* _INPUT_
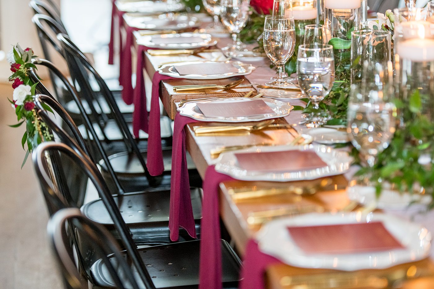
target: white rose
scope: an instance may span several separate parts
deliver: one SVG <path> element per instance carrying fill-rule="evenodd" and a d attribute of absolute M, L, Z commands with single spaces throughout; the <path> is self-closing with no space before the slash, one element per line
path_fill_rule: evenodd
<path fill-rule="evenodd" d="M 13 90 L 13 100 L 15 101 L 15 104 L 17 105 L 21 105 L 24 102 L 26 97 L 30 95 L 30 90 L 32 88 L 30 85 L 26 85 L 20 84 L 18 87 Z"/>
<path fill-rule="evenodd" d="M 13 49 L 9 50 L 9 52 L 6 54 L 6 60 L 11 65 L 15 63 L 15 58 L 13 56 Z"/>

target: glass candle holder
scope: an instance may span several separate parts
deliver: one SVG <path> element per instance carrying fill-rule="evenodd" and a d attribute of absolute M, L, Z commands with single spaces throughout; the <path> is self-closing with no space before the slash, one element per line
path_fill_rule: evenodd
<path fill-rule="evenodd" d="M 324 25 L 333 46 L 336 80 L 349 77 L 351 31 L 360 23 L 361 0 L 324 0 Z"/>
<path fill-rule="evenodd" d="M 363 63 L 387 66 L 391 60 L 390 32 L 364 29 L 351 33 L 351 84 L 359 85 L 363 77 Z"/>
<path fill-rule="evenodd" d="M 402 22 L 395 27 L 395 70 L 400 98 L 417 105 L 434 122 L 434 23 Z"/>
<path fill-rule="evenodd" d="M 292 13 L 296 27 L 296 40 L 298 46 L 303 42 L 304 28 L 306 25 L 315 24 L 318 12 L 316 0 L 293 0 Z"/>

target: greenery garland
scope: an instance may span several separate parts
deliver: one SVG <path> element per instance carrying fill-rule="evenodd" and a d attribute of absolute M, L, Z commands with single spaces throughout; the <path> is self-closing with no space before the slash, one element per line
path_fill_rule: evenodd
<path fill-rule="evenodd" d="M 33 55 L 32 49 L 23 49 L 18 44 L 13 46 L 7 55 L 7 61 L 10 64 L 10 70 L 13 72 L 9 78 L 9 81 L 12 82 L 14 89 L 13 100 L 8 100 L 15 109 L 18 121 L 16 125 L 9 126 L 18 128 L 23 124 L 26 125 L 26 131 L 21 139 L 21 145 L 23 149 L 27 149 L 22 168 L 29 155 L 38 145 L 43 141 L 53 139 L 50 130 L 45 123 L 38 117 L 35 110 L 35 90 L 37 83 L 33 82 L 29 77 L 29 70 L 30 68 L 37 69 L 32 63 L 32 59 L 36 57 Z M 49 107 L 43 105 L 46 109 L 52 112 Z"/>

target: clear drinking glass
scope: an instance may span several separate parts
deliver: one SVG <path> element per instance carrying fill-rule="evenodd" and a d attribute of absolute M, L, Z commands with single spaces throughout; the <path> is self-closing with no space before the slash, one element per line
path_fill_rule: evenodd
<path fill-rule="evenodd" d="M 306 125 L 318 127 L 330 118 L 329 112 L 320 108 L 319 104 L 333 87 L 335 80 L 333 46 L 322 43 L 299 46 L 297 74 L 302 92 L 310 100 L 315 110 L 303 115 Z"/>
<path fill-rule="evenodd" d="M 232 36 L 232 45 L 222 49 L 227 56 L 236 57 L 238 56 L 237 53 L 245 48 L 237 35 L 249 18 L 250 3 L 250 0 L 220 0 L 221 22 Z"/>
<path fill-rule="evenodd" d="M 294 18 L 286 16 L 267 16 L 264 24 L 264 50 L 268 58 L 277 66 L 277 79 L 267 85 L 286 85 L 284 66 L 294 53 L 296 32 Z"/>
<path fill-rule="evenodd" d="M 305 26 L 303 44 L 326 44 L 329 40 L 324 25 L 311 24 Z"/>
<path fill-rule="evenodd" d="M 353 85 L 347 114 L 347 131 L 353 145 L 368 167 L 375 163 L 378 154 L 388 146 L 396 127 L 396 107 L 391 62 L 387 66 L 365 61 L 361 86 Z M 369 185 L 372 169 L 358 180 L 358 184 Z"/>
<path fill-rule="evenodd" d="M 293 16 L 293 2 L 291 0 L 274 0 L 273 3 L 273 16 Z"/>
<path fill-rule="evenodd" d="M 210 33 L 220 34 L 227 31 L 219 20 L 220 15 L 220 0 L 202 0 L 204 7 L 210 15 L 213 16 L 214 22 L 205 28 L 207 32 Z"/>

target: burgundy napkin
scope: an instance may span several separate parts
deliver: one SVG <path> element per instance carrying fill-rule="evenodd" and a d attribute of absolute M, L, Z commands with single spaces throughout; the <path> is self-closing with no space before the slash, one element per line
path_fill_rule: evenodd
<path fill-rule="evenodd" d="M 172 144 L 172 174 L 170 181 L 170 208 L 169 229 L 170 240 L 177 241 L 179 227 L 196 238 L 194 218 L 191 207 L 188 170 L 185 158 L 185 131 L 184 127 L 197 121 L 178 112 L 175 116 Z"/>
<path fill-rule="evenodd" d="M 141 45 L 139 45 L 137 49 L 136 86 L 133 95 L 133 103 L 134 104 L 133 133 L 136 138 L 138 138 L 139 130 L 141 129 L 147 133 L 148 131 L 146 95 L 145 91 L 145 80 L 143 79 L 144 53 L 146 50 L 146 47 Z M 125 99 L 124 101 L 125 101 Z"/>
<path fill-rule="evenodd" d="M 113 64 L 115 56 L 115 18 L 116 17 L 117 9 L 115 4 L 116 0 L 112 1 L 112 24 L 110 30 L 110 42 L 108 43 L 108 64 Z"/>
<path fill-rule="evenodd" d="M 148 161 L 146 163 L 148 170 L 151 176 L 159 176 L 164 171 L 160 127 L 160 82 L 173 78 L 167 75 L 160 74 L 158 72 L 154 73 L 152 77 L 149 131 L 148 133 L 149 135 L 148 138 Z"/>
<path fill-rule="evenodd" d="M 241 268 L 240 289 L 264 289 L 265 270 L 269 266 L 280 261 L 259 250 L 258 244 L 250 239 L 247 243 Z"/>
<path fill-rule="evenodd" d="M 205 174 L 201 225 L 199 289 L 222 287 L 219 184 L 233 180 L 229 176 L 216 171 L 214 166 L 208 167 Z"/>
<path fill-rule="evenodd" d="M 116 0 L 113 0 L 113 4 L 112 7 L 112 24 L 110 26 L 110 42 L 108 43 L 109 64 L 113 64 L 113 60 L 115 56 L 115 30 L 116 29 L 117 29 L 119 32 L 119 53 L 121 53 L 122 50 L 122 36 L 121 35 L 120 26 L 122 22 L 122 16 L 125 12 L 118 10 L 118 8 L 115 4 L 115 1 Z M 115 19 L 116 16 L 118 16 L 118 26 L 115 27 Z M 122 67 L 122 66 L 120 67 Z"/>
<path fill-rule="evenodd" d="M 126 40 L 119 54 L 121 69 L 119 72 L 119 83 L 123 88 L 122 99 L 125 103 L 130 105 L 133 102 L 133 92 L 131 83 L 131 74 L 132 73 L 131 46 L 134 39 L 133 31 L 138 30 L 138 28 L 128 26 L 126 30 Z"/>

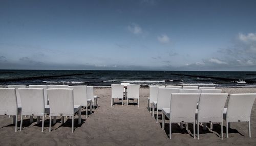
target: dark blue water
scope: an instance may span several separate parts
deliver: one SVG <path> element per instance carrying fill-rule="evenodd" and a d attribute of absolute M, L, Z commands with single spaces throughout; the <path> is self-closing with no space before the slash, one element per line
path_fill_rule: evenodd
<path fill-rule="evenodd" d="M 86 74 L 77 75 L 84 73 Z M 74 74 L 77 75 L 65 76 L 65 75 Z M 46 77 L 58 75 L 63 76 Z M 33 79 L 33 77 L 35 77 L 38 78 Z M 45 77 L 40 78 L 40 77 Z M 27 79 L 22 79 L 24 78 Z M 256 86 L 256 71 L 0 70 L 1 85 L 65 84 L 110 86 L 112 84 L 122 82 L 143 85 L 182 84 L 183 85 L 221 87 Z"/>

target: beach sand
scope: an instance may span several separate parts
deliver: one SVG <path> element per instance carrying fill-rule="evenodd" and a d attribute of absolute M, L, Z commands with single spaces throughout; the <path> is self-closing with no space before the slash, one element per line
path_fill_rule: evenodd
<path fill-rule="evenodd" d="M 223 92 L 256 93 L 256 88 L 223 88 Z M 226 138 L 225 123 L 224 140 L 220 137 L 220 126 L 215 124 L 212 131 L 203 131 L 200 127 L 200 139 L 193 137 L 193 125 L 188 131 L 179 129 L 177 124 L 172 124 L 172 139 L 169 139 L 168 120 L 166 119 L 165 130 L 147 109 L 148 88 L 141 88 L 140 107 L 132 104 L 122 106 L 121 101 L 115 100 L 111 107 L 111 88 L 95 88 L 95 95 L 99 96 L 99 107 L 90 114 L 88 118 L 82 116 L 82 124 L 78 125 L 78 116 L 75 119 L 74 133 L 71 132 L 71 119 L 63 125 L 60 118 L 53 125 L 49 132 L 49 120 L 45 122 L 45 130 L 41 133 L 41 122 L 36 124 L 36 118 L 30 124 L 28 117 L 24 120 L 21 132 L 15 132 L 12 118 L 0 116 L 0 145 L 256 145 L 256 102 L 251 112 L 251 138 L 249 138 L 247 123 L 231 124 L 229 138 Z M 83 110 L 84 111 L 84 110 Z M 161 113 L 160 112 L 160 114 Z M 18 126 L 20 124 L 18 116 Z M 67 119 L 67 118 L 66 118 Z M 191 131 L 191 132 L 190 132 Z"/>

* _WORK TO COMPLETE_
Please update the lines of the material above, starting with the line containing "target: burgundy napkin" and going on through the line containing "172 144 L 172", replacing "burgundy" with "maroon" and leaving everything else unchanged. Give back only those lines.

* _RESPONSE TO THIS TASK_
target: maroon napkin
scope: an instance may span several separate parts
deliver: one SVG <path> element per instance carrying fill-rule="evenodd" and a d attribute of absolute M, L, Z commands with single spaces throughout; the <path> is self-closing with no space before the slash, one element per line
path_fill_rule: evenodd
<path fill-rule="evenodd" d="M 172 144 L 172 174 L 170 181 L 170 208 L 169 229 L 170 240 L 177 241 L 179 227 L 196 238 L 194 218 L 191 207 L 188 170 L 185 158 L 185 131 L 184 127 L 197 121 L 178 112 L 175 116 Z"/>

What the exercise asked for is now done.